*** Begin section ***
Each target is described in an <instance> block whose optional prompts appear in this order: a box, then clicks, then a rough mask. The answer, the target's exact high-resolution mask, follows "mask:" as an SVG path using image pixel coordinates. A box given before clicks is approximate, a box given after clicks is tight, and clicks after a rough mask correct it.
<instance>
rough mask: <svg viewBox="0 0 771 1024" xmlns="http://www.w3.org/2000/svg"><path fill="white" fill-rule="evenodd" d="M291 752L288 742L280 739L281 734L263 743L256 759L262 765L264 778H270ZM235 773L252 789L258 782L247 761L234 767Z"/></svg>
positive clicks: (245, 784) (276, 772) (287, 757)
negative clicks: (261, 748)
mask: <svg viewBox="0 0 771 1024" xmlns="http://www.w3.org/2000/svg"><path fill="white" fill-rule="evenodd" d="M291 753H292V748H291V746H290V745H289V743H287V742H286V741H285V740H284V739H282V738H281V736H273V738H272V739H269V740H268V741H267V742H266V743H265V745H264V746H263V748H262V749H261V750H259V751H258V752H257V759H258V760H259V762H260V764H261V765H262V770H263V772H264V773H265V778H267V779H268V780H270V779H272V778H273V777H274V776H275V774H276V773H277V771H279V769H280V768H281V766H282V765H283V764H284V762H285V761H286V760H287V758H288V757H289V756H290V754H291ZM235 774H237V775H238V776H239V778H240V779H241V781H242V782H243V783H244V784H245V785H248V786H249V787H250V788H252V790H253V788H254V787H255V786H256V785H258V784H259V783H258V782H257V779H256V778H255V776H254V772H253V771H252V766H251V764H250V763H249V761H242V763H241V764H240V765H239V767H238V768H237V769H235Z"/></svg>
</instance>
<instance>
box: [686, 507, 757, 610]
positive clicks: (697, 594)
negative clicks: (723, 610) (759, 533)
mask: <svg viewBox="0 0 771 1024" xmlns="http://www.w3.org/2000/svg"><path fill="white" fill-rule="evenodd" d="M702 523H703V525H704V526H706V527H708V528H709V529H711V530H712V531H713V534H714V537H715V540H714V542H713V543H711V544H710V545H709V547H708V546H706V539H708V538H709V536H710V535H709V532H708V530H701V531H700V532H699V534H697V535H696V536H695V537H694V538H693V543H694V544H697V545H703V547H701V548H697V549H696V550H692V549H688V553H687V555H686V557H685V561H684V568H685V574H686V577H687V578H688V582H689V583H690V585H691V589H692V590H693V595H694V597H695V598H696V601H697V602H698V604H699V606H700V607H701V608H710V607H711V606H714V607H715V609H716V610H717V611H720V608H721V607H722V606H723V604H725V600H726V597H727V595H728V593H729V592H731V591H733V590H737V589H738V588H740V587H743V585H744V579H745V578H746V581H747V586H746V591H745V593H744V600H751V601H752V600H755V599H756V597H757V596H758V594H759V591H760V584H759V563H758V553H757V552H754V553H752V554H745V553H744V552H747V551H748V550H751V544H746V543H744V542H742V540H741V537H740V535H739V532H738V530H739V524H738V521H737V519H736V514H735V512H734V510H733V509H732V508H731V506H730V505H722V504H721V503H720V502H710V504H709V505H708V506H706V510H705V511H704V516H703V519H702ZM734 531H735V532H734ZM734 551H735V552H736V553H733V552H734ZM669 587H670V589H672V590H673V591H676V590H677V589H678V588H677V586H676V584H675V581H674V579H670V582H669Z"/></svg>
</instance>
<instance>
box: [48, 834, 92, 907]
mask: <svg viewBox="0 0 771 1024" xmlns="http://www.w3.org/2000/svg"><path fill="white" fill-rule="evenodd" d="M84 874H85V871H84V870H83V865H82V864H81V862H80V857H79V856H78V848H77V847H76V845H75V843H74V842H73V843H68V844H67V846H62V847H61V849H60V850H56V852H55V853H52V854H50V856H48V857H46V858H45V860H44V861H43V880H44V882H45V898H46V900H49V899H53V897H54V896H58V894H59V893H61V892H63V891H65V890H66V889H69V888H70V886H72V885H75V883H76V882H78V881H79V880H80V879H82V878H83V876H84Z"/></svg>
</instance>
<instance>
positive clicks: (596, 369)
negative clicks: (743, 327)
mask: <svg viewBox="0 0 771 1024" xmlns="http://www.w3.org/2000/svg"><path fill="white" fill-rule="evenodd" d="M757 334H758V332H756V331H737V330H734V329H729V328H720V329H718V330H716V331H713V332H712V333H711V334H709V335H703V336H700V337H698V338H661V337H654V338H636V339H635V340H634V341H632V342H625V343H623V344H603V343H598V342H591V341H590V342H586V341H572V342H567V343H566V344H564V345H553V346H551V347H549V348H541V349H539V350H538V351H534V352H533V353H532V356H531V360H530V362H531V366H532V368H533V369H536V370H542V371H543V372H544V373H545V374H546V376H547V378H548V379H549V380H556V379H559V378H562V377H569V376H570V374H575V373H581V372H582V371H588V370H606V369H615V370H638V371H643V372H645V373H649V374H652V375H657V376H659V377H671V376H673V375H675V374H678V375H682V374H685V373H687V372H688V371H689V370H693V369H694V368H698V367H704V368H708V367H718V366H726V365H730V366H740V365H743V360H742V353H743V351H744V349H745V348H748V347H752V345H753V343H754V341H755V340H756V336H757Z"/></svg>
*** End section ***
*** Begin section ***
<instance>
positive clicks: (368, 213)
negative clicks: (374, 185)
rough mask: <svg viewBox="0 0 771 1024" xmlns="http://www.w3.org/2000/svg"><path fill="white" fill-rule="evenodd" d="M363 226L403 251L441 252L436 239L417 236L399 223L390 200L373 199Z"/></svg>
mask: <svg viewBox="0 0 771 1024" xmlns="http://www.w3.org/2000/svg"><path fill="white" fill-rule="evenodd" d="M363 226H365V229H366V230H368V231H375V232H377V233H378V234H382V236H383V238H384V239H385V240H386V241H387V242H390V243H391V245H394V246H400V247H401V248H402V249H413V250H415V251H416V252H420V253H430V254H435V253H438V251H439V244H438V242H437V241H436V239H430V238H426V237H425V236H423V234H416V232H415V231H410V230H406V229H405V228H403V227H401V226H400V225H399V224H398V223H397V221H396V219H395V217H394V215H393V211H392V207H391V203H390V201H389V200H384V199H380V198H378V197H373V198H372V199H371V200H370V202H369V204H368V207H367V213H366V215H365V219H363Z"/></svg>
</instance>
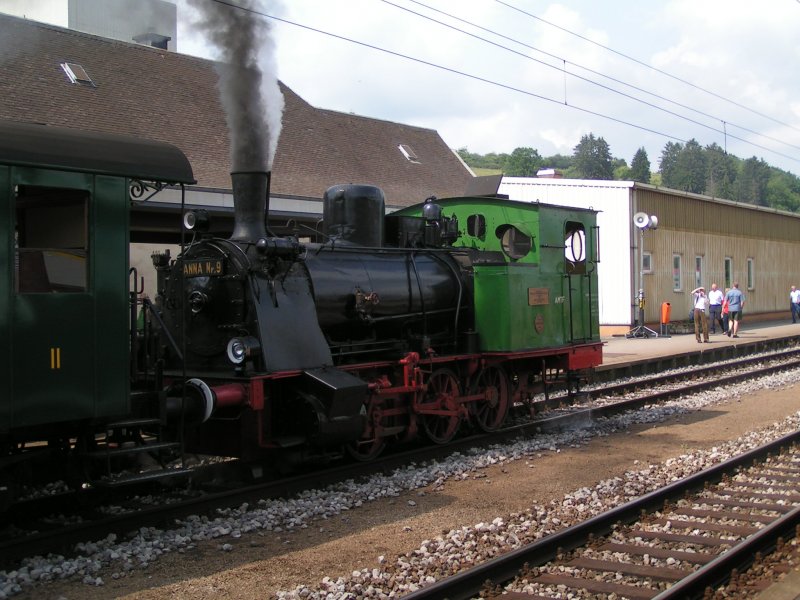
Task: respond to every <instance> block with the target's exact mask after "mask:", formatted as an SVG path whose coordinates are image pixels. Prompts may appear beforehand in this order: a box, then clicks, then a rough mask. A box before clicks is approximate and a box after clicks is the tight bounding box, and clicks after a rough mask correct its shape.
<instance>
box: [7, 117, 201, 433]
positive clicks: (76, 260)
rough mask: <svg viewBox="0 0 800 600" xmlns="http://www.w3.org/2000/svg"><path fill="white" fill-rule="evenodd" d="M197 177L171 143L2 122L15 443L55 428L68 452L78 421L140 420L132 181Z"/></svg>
*** End section ***
*** Begin section ***
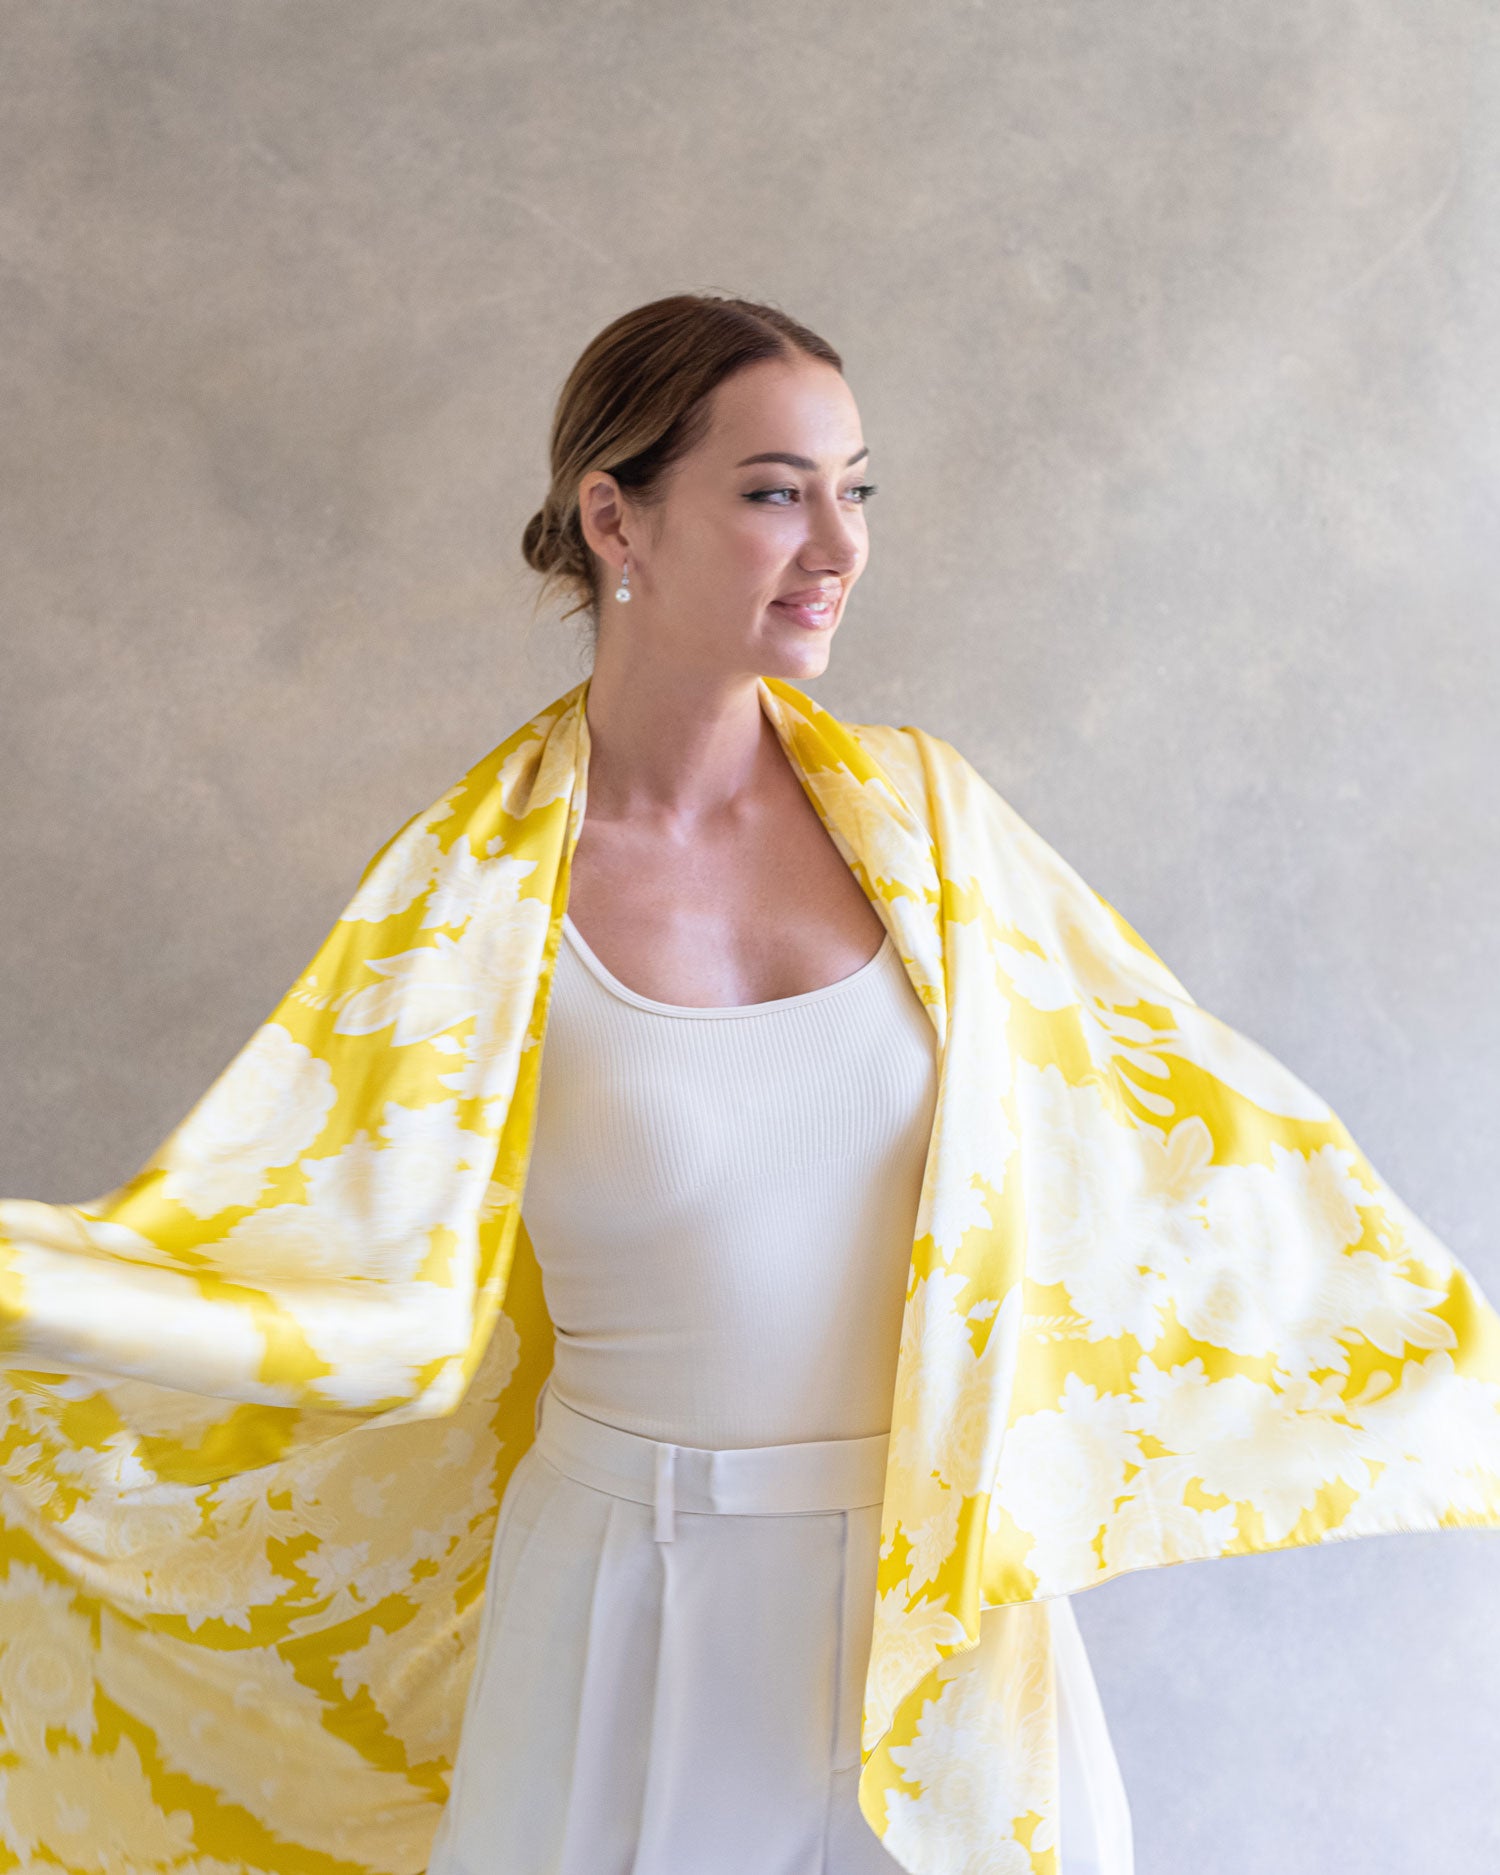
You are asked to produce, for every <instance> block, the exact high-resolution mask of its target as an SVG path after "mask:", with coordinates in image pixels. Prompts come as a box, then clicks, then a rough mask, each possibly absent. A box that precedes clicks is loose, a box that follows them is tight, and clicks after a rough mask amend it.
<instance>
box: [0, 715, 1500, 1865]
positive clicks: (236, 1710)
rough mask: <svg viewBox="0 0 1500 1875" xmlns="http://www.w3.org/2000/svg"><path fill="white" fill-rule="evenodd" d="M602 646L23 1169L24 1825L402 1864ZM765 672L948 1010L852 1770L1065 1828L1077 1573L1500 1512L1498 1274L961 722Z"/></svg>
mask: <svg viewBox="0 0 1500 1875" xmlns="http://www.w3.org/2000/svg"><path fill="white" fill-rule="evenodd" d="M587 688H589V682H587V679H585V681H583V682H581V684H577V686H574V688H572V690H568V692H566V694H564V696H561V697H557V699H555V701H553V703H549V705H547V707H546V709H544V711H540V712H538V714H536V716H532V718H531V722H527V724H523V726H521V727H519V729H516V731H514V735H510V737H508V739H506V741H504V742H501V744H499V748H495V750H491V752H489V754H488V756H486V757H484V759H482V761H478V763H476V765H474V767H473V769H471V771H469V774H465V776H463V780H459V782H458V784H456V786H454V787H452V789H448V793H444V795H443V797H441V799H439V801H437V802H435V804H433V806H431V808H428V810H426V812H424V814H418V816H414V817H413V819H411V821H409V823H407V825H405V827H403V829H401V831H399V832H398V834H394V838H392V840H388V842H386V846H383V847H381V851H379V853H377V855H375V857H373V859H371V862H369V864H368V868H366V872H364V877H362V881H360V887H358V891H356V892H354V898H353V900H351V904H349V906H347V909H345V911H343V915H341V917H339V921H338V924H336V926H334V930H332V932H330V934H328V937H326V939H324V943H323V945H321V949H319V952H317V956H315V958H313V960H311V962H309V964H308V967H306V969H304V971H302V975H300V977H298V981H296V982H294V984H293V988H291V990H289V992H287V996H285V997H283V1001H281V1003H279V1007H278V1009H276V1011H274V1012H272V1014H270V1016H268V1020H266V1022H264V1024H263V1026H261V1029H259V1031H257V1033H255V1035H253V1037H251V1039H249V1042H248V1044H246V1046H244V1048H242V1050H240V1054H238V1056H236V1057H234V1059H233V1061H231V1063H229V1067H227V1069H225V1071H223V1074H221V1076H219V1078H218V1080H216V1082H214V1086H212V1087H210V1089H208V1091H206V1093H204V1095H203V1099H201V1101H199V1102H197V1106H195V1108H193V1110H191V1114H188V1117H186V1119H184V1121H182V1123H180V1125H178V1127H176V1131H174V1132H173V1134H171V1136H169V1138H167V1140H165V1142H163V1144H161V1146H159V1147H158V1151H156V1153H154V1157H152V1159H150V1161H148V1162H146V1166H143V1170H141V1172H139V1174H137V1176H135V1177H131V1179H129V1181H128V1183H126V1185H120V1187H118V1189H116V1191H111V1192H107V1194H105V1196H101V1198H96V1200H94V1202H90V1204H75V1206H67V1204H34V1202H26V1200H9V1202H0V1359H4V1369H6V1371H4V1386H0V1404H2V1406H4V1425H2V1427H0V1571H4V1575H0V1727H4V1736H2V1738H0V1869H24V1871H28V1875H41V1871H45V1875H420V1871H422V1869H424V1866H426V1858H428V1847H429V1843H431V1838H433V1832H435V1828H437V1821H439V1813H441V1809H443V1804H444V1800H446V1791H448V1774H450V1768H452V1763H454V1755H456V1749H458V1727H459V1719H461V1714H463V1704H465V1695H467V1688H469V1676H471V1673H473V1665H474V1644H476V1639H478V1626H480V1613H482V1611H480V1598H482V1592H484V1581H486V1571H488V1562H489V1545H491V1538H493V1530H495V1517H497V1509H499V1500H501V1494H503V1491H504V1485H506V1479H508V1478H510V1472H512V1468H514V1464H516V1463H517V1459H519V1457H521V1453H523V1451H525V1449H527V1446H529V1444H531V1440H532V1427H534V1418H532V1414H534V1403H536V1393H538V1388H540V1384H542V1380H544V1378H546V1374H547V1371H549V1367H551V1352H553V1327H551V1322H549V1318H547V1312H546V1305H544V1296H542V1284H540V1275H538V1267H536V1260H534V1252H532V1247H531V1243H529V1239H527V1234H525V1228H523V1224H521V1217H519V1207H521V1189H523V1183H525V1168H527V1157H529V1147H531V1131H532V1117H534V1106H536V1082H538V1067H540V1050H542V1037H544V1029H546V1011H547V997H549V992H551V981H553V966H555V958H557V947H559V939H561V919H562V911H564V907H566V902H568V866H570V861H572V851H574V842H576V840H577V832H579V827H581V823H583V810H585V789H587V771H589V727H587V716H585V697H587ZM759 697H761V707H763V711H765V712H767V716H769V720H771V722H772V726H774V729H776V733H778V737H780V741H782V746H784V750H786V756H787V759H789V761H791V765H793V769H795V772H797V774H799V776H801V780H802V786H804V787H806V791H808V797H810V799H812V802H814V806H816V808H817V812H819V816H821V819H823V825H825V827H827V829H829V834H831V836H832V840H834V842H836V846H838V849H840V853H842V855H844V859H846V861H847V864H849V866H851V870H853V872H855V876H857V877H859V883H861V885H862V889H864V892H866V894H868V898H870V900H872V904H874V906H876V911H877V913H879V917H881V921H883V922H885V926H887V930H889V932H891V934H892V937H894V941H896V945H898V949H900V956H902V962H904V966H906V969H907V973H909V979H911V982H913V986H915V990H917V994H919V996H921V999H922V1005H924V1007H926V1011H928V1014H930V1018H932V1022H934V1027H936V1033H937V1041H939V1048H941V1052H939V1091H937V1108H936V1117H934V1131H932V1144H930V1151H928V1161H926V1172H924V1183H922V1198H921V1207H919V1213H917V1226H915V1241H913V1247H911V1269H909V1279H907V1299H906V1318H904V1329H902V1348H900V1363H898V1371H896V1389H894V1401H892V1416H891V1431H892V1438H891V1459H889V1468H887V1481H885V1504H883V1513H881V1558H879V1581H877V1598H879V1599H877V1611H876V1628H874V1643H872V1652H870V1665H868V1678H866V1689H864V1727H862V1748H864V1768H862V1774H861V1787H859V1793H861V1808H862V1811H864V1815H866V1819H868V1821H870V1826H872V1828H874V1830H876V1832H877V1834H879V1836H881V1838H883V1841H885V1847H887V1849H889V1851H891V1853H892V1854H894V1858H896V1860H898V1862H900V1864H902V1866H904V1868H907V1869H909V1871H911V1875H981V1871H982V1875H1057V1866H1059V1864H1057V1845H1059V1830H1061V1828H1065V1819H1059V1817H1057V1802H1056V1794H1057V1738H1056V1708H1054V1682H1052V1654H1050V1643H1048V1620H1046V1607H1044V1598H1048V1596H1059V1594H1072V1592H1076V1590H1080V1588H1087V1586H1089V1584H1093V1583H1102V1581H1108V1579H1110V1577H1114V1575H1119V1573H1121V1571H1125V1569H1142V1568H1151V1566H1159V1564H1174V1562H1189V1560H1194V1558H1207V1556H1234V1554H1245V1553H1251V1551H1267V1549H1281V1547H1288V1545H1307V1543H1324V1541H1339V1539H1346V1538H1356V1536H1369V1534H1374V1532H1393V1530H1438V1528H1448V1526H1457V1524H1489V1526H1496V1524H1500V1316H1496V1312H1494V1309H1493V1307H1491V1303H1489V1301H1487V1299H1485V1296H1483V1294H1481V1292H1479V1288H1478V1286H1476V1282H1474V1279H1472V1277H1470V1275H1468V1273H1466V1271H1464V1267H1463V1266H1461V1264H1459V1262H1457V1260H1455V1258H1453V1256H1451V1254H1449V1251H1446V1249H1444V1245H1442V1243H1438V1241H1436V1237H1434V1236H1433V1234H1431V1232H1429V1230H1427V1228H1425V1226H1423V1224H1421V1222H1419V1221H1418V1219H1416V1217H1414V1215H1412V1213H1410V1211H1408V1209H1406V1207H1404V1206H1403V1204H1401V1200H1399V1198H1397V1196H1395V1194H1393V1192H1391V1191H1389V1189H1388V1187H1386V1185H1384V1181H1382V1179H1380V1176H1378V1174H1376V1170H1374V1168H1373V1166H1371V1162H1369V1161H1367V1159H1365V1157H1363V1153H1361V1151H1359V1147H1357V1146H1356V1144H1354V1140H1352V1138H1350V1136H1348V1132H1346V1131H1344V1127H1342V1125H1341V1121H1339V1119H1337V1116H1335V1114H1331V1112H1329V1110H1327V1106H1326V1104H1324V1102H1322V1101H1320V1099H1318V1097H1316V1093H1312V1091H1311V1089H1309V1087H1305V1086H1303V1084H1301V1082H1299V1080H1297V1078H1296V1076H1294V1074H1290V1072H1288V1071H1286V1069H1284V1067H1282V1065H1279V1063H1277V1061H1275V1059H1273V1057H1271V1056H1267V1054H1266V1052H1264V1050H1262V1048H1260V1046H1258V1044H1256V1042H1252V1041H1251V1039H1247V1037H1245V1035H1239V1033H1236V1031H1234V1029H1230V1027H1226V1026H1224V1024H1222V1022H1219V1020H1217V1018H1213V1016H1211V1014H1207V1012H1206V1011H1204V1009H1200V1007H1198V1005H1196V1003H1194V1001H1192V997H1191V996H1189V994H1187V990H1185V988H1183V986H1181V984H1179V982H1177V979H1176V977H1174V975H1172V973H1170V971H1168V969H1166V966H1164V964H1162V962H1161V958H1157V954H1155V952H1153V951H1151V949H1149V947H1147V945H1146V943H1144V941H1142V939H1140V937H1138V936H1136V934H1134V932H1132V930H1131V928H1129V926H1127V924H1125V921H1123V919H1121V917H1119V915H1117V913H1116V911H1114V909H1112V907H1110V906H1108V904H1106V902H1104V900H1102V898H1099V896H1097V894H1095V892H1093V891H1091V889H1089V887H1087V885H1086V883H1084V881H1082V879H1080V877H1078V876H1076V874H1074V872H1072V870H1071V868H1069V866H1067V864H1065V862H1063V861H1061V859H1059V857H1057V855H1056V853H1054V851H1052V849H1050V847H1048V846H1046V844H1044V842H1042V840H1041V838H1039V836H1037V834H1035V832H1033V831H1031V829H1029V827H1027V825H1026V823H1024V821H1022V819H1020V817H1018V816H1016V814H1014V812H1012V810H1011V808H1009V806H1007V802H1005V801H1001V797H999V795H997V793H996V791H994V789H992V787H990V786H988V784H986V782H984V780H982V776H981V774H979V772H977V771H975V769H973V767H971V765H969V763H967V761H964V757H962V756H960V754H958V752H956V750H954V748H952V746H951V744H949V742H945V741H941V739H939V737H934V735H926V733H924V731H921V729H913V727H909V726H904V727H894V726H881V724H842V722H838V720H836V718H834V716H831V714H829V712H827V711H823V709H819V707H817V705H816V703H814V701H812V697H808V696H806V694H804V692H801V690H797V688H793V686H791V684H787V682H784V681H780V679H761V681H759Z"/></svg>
*** End section ***
[PROBLEM DESCRIPTION] Within the material above, find the part that opens with the line containing "negative clicks: (374, 185)" and closes with the line containing "177L171 143L2 122L15", and reproduce it exactly without the pictures.

[ANSWER TO THE PROBLEM]
negative clicks: (374, 185)
rough mask: <svg viewBox="0 0 771 1024" xmlns="http://www.w3.org/2000/svg"><path fill="white" fill-rule="evenodd" d="M363 226L403 251L441 252L436 239L417 236L399 223L390 200L373 199Z"/></svg>
mask: <svg viewBox="0 0 771 1024" xmlns="http://www.w3.org/2000/svg"><path fill="white" fill-rule="evenodd" d="M363 226H365V229H366V230H368V231H375V232H377V233H378V234H382V236H383V238H384V239H385V240H386V241H387V242H390V243H391V245H394V246H400V247H401V248H402V249H413V250H415V251H416V252H420V253H430V254H435V253H438V251H439V244H438V242H437V241H436V239H430V238H426V237H425V236H423V234H416V232H415V231H410V230H406V229H405V228H403V227H401V226H400V225H399V224H398V223H397V221H396V219H395V217H394V215H393V211H392V207H391V203H390V201H389V200H384V199H380V198H378V197H373V198H372V199H371V200H370V202H369V204H368V207H367V213H366V215H365V219H363Z"/></svg>
</instance>
Task: respond to every <instance> block with the target's exact mask after "mask:", formatted as an SVG path whose coordinates are image pixels. Prompts may appear beforehand in this order: a box, then clicks, then a rough mask. A box before clicks is approximate and a box after clicks is the tight bounding box, and clicks after a rough mask correct its shape.
<instance>
box: [7, 117, 201, 433]
positive clicks: (76, 260)
rough mask: <svg viewBox="0 0 800 600" xmlns="http://www.w3.org/2000/svg"><path fill="white" fill-rule="evenodd" d="M197 177L171 143L2 122L15 443L55 428L68 452L78 421L140 420L132 181Z"/></svg>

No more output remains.